EXERCISE REQUIREMENTS — Transcribe the following entries letter for letter, without the pictures.

Source data
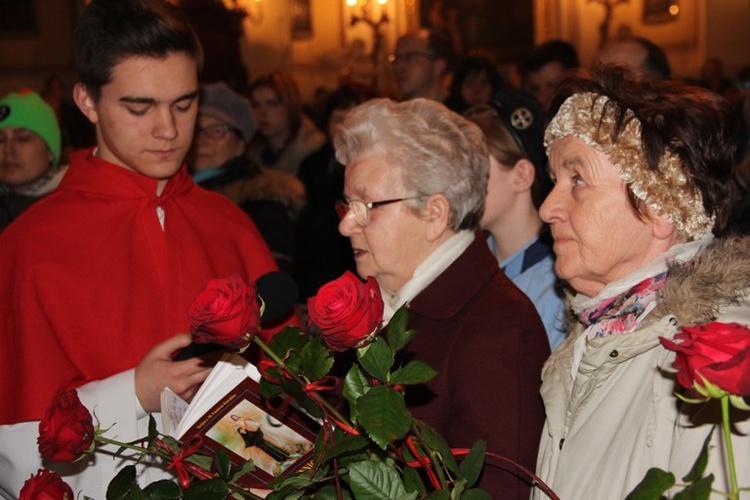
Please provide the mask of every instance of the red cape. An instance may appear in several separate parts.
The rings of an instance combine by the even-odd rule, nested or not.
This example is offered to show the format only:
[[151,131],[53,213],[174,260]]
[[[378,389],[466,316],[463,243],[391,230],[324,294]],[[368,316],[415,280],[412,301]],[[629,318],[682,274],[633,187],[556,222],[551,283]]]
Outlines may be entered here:
[[184,165],[155,193],[154,179],[83,151],[0,233],[0,424],[39,420],[61,388],[131,369],[187,332],[210,279],[276,269],[252,221]]

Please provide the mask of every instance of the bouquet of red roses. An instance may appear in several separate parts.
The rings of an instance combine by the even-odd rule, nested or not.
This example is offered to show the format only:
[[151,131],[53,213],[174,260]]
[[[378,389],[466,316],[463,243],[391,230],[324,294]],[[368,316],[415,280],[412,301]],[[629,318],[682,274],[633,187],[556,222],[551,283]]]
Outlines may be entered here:
[[[485,455],[494,456],[486,453],[485,443],[478,440],[471,450],[451,449],[407,409],[407,388],[436,373],[418,360],[397,363],[396,354],[415,332],[407,328],[405,308],[381,327],[383,301],[373,278],[362,282],[346,273],[309,299],[310,322],[320,335],[290,326],[268,343],[257,336],[265,304],[256,292],[254,284],[248,286],[238,276],[213,280],[190,307],[189,319],[196,343],[238,351],[257,344],[264,353],[258,364],[263,397],[294,399],[322,422],[312,467],[277,478],[268,498],[490,498],[473,488]],[[354,350],[356,360],[340,380],[332,374],[334,353],[346,350]],[[343,396],[347,410],[331,404],[340,398],[324,396],[327,393]],[[71,461],[96,451],[97,443],[116,444],[121,450],[161,457],[178,478],[176,483],[158,481],[141,489],[135,466],[129,465],[110,483],[108,498],[258,498],[239,481],[253,470],[252,460],[233,467],[226,451],[205,454],[200,437],[180,443],[158,433],[155,423],[150,428],[137,442],[111,441],[106,430],[94,425],[75,391],[69,391],[41,422],[39,447],[52,461]],[[459,463],[456,457],[463,459]],[[22,498],[38,498],[34,495],[39,491],[54,491],[51,498],[72,498],[70,488],[48,471],[33,476],[27,487],[29,493]],[[556,498],[544,484],[540,487]]]

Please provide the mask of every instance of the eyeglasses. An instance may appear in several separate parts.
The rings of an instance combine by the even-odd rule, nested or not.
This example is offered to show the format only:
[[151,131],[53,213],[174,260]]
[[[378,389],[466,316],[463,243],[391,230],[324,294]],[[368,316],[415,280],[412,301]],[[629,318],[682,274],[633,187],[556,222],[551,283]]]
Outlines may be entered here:
[[373,208],[390,205],[391,203],[398,203],[399,201],[415,200],[417,198],[422,198],[422,196],[410,196],[408,198],[394,198],[392,200],[370,202],[359,200],[340,200],[336,202],[336,213],[341,219],[343,219],[351,210],[355,222],[362,227],[366,227],[370,224],[370,212]]
[[232,132],[237,137],[242,139],[242,132],[239,129],[230,127],[223,123],[217,123],[215,125],[209,125],[208,127],[201,127],[200,125],[195,126],[195,135],[203,134],[212,141],[218,141],[223,139],[229,132]]
[[414,50],[410,52],[400,52],[396,54],[391,54],[388,56],[388,62],[391,64],[396,64],[398,62],[404,62],[406,64],[411,63],[412,61],[415,61],[419,58],[422,59],[428,59],[430,61],[436,61],[438,59],[438,56],[435,54],[430,54],[429,52],[422,52],[419,50]]

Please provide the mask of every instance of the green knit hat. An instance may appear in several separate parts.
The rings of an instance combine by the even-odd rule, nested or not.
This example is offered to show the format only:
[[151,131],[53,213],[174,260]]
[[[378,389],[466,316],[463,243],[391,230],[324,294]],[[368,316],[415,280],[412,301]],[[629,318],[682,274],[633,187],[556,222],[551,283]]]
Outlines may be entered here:
[[24,89],[0,99],[0,128],[19,127],[42,138],[52,151],[52,167],[60,161],[60,126],[52,107],[36,92]]

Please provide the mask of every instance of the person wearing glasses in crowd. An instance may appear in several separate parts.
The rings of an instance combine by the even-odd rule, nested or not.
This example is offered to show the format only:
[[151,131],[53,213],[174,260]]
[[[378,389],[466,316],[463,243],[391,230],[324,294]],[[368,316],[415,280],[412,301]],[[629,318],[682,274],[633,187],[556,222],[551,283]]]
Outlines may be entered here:
[[[544,414],[549,355],[534,306],[477,234],[489,156],[481,130],[429,99],[368,101],[334,138],[343,165],[341,234],[357,272],[383,292],[384,322],[405,303],[416,330],[403,355],[437,371],[407,404],[454,448],[487,450],[530,468]],[[488,464],[479,486],[528,498],[515,469]]]
[[552,238],[539,217],[539,206],[552,187],[543,143],[544,113],[533,95],[509,89],[464,116],[482,129],[489,147],[482,229],[502,270],[534,303],[554,350],[566,329]]
[[450,41],[435,31],[423,28],[402,35],[389,58],[401,99],[424,97],[444,102],[452,58]]
[[223,194],[253,219],[279,268],[291,273],[293,217],[305,203],[305,188],[289,172],[261,167],[245,154],[256,130],[246,97],[224,82],[202,85],[188,166],[198,185]]

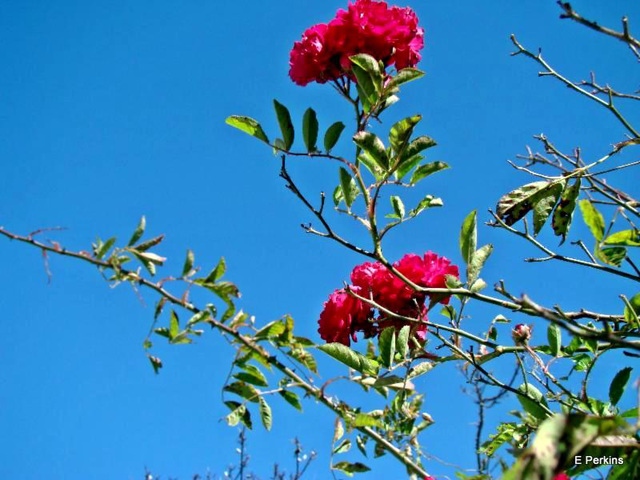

FINISHED TASK —
Please provide the mask of every instance of the red cape. An instance may appear in several separate parts.
The rings of an instance combine by the even-odd rule, nested or not.
This example is offered to show the format only:
[[151,131],[53,213],[174,260]]
[[[378,389],[466,316],[463,243],[391,230],[324,294]],[[368,316],[415,280],[412,301]],[[629,318],[682,274],[633,187],[556,222],[551,283]]]
Outlines may be entered here:
[[184,165],[155,193],[154,179],[83,151],[0,233],[0,424],[39,420],[61,388],[131,369],[187,332],[210,279],[276,269],[252,221]]

Please provide the mask of every instance of the bouquet of red roses. An instance may appear in several separate parts.
The rings of an instance combine by the even-odd rule, nested or not.
This example is offered to show the format only:
[[151,131],[53,213],[174,260]]
[[[378,389],[466,316],[463,243],[391,230],[324,294]],[[368,316],[415,280],[412,301]],[[629,318],[682,274],[633,187],[556,222],[551,283]]]
Outlines may be entered here:
[[[485,455],[494,456],[486,453],[485,443],[478,440],[471,450],[451,449],[407,409],[407,388],[436,373],[418,360],[397,363],[396,354],[415,332],[407,328],[405,308],[381,327],[383,301],[373,278],[362,282],[346,273],[309,299],[310,322],[320,335],[290,326],[268,343],[257,336],[265,304],[256,292],[254,284],[248,286],[238,276],[213,280],[190,307],[189,319],[196,343],[238,351],[257,344],[264,353],[258,364],[263,397],[294,399],[322,422],[312,467],[277,478],[268,498],[490,498],[473,488]],[[354,350],[356,360],[340,380],[332,374],[334,353],[346,350]],[[343,396],[347,410],[331,404],[340,398],[324,396],[327,393]],[[71,461],[96,451],[97,443],[116,444],[121,450],[161,457],[178,478],[176,483],[158,481],[141,489],[135,466],[129,465],[110,483],[108,498],[258,498],[239,481],[253,470],[252,460],[233,467],[226,451],[205,454],[200,437],[180,443],[158,433],[155,423],[150,428],[137,442],[111,441],[106,430],[94,425],[75,391],[69,391],[41,422],[39,447],[52,461]],[[459,463],[456,457],[463,459]],[[22,498],[38,498],[34,495],[39,491],[54,491],[51,498],[72,498],[70,488],[48,471],[33,476],[27,487],[29,493]],[[556,498],[544,484],[540,487]]]

Please provide the mask of every instance of the eyeglasses. An instance may appear in several separate parts.
The rings of an instance combine by the even-odd rule, nested or not.
This example is offered to show the format only:
[[151,131],[53,213],[174,260]]
[[[378,389],[466,316],[463,243],[391,230],[324,294]],[[368,316],[415,280],[412,301]],[[629,318],[682,274],[633,187],[556,222],[551,283]]]
Outlines may be entered here:
[[373,208],[390,205],[391,203],[398,203],[399,201],[415,200],[417,198],[422,198],[422,196],[410,196],[408,198],[394,198],[392,200],[370,202],[359,200],[340,200],[336,202],[336,213],[341,219],[343,219],[351,210],[355,222],[362,227],[366,227],[370,224],[370,212]]
[[232,132],[237,137],[242,139],[242,132],[239,129],[230,127],[223,123],[217,123],[215,125],[209,125],[208,127],[201,127],[200,125],[195,126],[195,135],[203,134],[212,141],[218,141],[223,139],[229,132]]
[[414,50],[410,52],[400,52],[396,54],[391,54],[388,56],[388,62],[391,64],[396,64],[398,62],[404,62],[406,64],[411,63],[412,61],[415,61],[419,58],[422,59],[428,59],[430,61],[436,61],[438,59],[438,56],[435,54],[430,54],[429,52],[422,52],[419,50]]

Please provide the mask of every instance of the green knit hat. An instance may appear in several separate parts.
The rings of an instance combine by the even-odd rule, nested or not.
This example is offered to show the format only:
[[151,131],[53,213],[174,260]]
[[[378,389],[466,316],[463,243],[391,230],[324,294]],[[368,316],[415,280],[412,301]],[[629,318],[682,274],[633,187],[556,222],[551,283]]]
Outlines may be entered here:
[[24,89],[0,99],[0,128],[19,127],[42,138],[52,151],[52,167],[60,161],[60,126],[52,107],[36,92]]

Please provide the mask of every instance of the person wearing glasses in crowd. An instance may appear in several separate parts.
The rings of an instance combine by the even-odd rule, nested or not.
This example is offered to show the format only:
[[151,131],[53,213],[174,260]]
[[[378,389],[466,316],[463,243],[391,230],[324,294]],[[368,316],[415,280],[412,301]],[[629,318],[682,274],[633,187],[556,222],[551,283]]]
Outlines may be entered here:
[[[544,414],[549,355],[534,306],[477,234],[489,156],[481,130],[429,99],[368,101],[334,138],[343,165],[341,234],[357,272],[383,292],[384,322],[405,303],[416,330],[403,355],[437,371],[407,404],[454,448],[487,450],[530,468]],[[488,464],[479,486],[528,498],[515,469]]]
[[552,238],[539,217],[539,206],[552,187],[543,143],[544,113],[533,95],[509,89],[464,116],[482,129],[489,147],[482,229],[502,270],[534,303],[554,350],[566,329]]
[[450,41],[435,31],[423,28],[402,35],[389,58],[401,99],[424,97],[444,102],[452,58]]
[[223,194],[253,219],[279,268],[291,273],[293,217],[305,203],[305,188],[289,172],[261,167],[245,154],[256,130],[246,97],[224,82],[202,85],[188,166],[198,185]]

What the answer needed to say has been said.